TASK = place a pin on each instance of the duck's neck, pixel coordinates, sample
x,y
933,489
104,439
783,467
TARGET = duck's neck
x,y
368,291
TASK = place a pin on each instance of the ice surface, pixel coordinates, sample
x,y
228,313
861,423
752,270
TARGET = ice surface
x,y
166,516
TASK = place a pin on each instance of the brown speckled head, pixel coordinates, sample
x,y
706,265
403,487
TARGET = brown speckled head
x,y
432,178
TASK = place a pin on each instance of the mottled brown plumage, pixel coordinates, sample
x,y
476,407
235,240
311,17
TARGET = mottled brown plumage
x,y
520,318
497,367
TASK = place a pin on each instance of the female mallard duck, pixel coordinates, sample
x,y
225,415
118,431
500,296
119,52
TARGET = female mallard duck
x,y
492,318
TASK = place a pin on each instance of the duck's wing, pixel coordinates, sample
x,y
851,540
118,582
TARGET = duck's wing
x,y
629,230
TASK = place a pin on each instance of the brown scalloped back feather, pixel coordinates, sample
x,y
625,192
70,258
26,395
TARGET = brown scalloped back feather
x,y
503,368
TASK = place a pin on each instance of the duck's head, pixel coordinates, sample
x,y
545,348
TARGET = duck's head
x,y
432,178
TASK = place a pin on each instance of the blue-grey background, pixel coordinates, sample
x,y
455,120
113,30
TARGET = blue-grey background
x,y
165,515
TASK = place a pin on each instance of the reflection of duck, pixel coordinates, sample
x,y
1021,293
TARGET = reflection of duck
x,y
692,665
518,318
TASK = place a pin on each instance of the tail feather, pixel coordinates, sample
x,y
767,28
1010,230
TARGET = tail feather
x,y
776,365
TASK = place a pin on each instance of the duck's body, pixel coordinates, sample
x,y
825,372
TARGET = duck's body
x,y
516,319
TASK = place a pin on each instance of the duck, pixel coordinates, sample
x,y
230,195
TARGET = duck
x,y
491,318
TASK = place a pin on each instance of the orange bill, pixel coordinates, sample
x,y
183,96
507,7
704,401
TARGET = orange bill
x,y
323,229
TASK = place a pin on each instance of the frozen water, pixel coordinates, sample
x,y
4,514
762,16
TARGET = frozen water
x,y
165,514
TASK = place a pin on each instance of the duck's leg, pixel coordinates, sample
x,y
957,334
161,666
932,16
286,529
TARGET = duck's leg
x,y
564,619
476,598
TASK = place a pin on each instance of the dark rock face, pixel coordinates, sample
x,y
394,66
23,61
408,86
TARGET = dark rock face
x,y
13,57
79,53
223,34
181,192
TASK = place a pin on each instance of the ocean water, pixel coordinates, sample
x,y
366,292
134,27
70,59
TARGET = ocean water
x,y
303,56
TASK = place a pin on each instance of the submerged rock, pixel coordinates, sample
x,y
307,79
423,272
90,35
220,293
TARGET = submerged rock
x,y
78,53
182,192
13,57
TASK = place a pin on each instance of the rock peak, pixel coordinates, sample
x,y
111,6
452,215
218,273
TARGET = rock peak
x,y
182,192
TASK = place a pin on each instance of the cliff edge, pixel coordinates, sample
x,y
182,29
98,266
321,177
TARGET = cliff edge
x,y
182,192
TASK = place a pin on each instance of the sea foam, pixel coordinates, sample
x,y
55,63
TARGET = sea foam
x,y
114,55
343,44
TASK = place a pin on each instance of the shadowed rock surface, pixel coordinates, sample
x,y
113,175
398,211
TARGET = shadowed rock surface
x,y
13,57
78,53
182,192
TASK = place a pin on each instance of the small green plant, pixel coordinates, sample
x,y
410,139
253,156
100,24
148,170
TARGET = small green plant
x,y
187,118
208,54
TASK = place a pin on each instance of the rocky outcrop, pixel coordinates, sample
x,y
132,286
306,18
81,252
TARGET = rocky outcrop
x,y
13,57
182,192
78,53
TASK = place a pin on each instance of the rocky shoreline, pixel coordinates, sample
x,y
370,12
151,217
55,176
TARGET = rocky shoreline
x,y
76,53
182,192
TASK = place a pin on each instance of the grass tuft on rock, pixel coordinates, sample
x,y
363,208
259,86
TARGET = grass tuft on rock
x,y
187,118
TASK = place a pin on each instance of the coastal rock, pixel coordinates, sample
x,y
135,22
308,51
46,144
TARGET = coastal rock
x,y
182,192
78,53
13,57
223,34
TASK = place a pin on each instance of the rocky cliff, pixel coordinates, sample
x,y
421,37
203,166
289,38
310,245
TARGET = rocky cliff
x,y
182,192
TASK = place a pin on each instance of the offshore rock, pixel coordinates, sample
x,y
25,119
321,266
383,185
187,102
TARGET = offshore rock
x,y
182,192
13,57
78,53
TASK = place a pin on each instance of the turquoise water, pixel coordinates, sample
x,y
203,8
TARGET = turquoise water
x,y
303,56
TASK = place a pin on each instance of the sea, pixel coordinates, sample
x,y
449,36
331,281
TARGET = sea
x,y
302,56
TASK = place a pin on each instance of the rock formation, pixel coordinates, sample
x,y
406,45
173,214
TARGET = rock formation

================================

§ **Task details**:
The whole of the material above should be given again exactly.

§ **Response**:
TASK = place a pin on each instance of the duck's neck, pixel coordinates, sample
x,y
933,489
104,439
783,467
TARGET = duck's neck
x,y
368,291
TASK = place a pin on each instance of the ice surface, pixel coordinates, sample
x,y
228,313
861,423
752,270
TARGET = ice surface
x,y
166,516
TASK = place a pin on each instance of the brown speckled head, pixel coordinates, sample
x,y
706,265
403,487
TARGET = brown speckled head
x,y
432,178
TASK = place a pin on each instance of the mottled brown plumage, pixel coordinates, sample
x,y
476,407
235,240
311,17
TARGET = mottled brown plumage
x,y
520,318
497,367
TASK = place a pin on each instance of the female mallard duck, pixel coordinates, sample
x,y
225,415
118,431
500,296
119,52
TARGET = female mallard duck
x,y
492,318
TASK = place a pin on each instance of the duck's wing, pixel coordinates, sample
x,y
851,540
118,582
TARGET = duck's wing
x,y
629,230
TASK = place a pin on each instance of the brown scalloped back feather, pixel coordinates, sample
x,y
625,192
70,258
26,395
TARGET = brown scalloped back feather
x,y
503,368
TASK = place a pin on each instance of the duck's head, pixel coordinates, sample
x,y
545,348
TARGET = duck's head
x,y
432,178
TASK = place a pin on each instance of the blue-grey background, pixel coordinates, sample
x,y
455,120
113,30
TARGET = blue-grey background
x,y
165,515
TASK = place a pin on each instance of the reflection of duck, pixel coordinates, sample
x,y
1021,293
TARGET = reflection of duck
x,y
692,665
518,318
TASK = place a pin on each instance of the tail feather, pixel coordinates, sample
x,y
767,28
1010,230
TARGET = tail feather
x,y
776,365
TASK = place a pin on each instance of the duck's body, pixel coordinates, sample
x,y
825,372
TARGET = duck's body
x,y
516,319
TASK = place a pin on each instance of the duck, pixel coordinates, sample
x,y
230,195
TARGET = duck
x,y
491,318
TASK = place a pin on each instance of the orange bill, pixel coordinates, sample
x,y
183,96
507,7
704,401
TARGET = orange bill
x,y
323,229
TASK = place a pin on each instance of the frozen water, pixel coordinates, sample
x,y
4,514
762,16
TARGET = frozen water
x,y
165,514
TASK = place a pin on each instance of the duck's leg, pixel coordinates, sample
x,y
957,334
161,666
932,16
286,529
TARGET = duck's leg
x,y
564,619
476,598
TASK = place a pin on each instance of the dark rock face, pixel coordinates, sample
x,y
394,66
23,61
408,86
TARGET = dark rock face
x,y
13,57
79,53
223,34
181,192
TASK = place a pin on each instance of the ocean water, pixel coordinates, sample
x,y
366,292
134,27
70,59
TARGET = ocean water
x,y
303,56
TASK = place a pin on each instance of the submerged rock, pixel coordinates, sample
x,y
307,79
423,272
90,35
220,293
TARGET = submerged rock
x,y
78,53
182,192
13,57
TASK = place a pin on each instance of the rock peak, pixel coordinates, sample
x,y
111,6
452,215
218,273
TARGET = rock peak
x,y
182,192
TASK = place a pin on each instance of the cliff edge, pixel coordinates, sample
x,y
182,29
98,266
321,177
TARGET = cliff edge
x,y
182,192
TASK = place a pin on each instance of the sea foam, pixel coordinates, sample
x,y
55,63
TARGET = sea foam
x,y
114,55
343,44
TASK = place a pin on each instance of the shadowed rock surface, pixel coordinates, sample
x,y
113,175
398,211
TARGET = shadowed rock surface
x,y
13,57
78,53
182,192
TASK = place a pin on each instance of the small green plant, pixel coordinates, sample
x,y
410,139
253,156
100,24
148,170
TARGET = small green plant
x,y
187,118
208,54
TASK = place a pin on each instance of the rocky outcrop, pixel coordinates, sample
x,y
132,286
306,18
81,252
TARGET = rocky outcrop
x,y
13,57
182,192
78,53
TASK = place a pin on each instance of the rocky shoreline, pixel coordinates, sample
x,y
370,12
151,217
55,176
TARGET = rocky shoreline
x,y
76,53
182,192
TASK = place a pin on each instance of the grass tuft on rock, pixel coordinates, sample
x,y
363,208
259,86
TARGET = grass tuft on rock
x,y
187,118
TASK = place a pin on each instance of the coastal rock, pixel coordinates, sample
x,y
135,22
308,51
46,144
TARGET = coastal rock
x,y
182,192
78,53
13,57
223,34
TASK = place a pin on each instance of the rocky cliff, pixel coordinates, sample
x,y
421,37
203,166
289,38
310,245
TARGET = rocky cliff
x,y
182,192
TASK = place a pin on each instance of the offshore rock, pixel coordinates, sample
x,y
25,119
321,266
383,185
187,102
TARGET = offshore rock
x,y
182,192
13,57
78,53
TASK = place a pin on each instance of the turquoise water, pixel coordinates, sample
x,y
203,8
TARGET = turquoise water
x,y
303,56
TASK = place a pin on each instance of the sea, pixel coordinates, sample
x,y
449,36
331,281
TARGET = sea
x,y
302,56
TASK = place a pin on each instance of the rock formation, pixel coordinates, sample
x,y
406,45
173,214
TARGET = rock formation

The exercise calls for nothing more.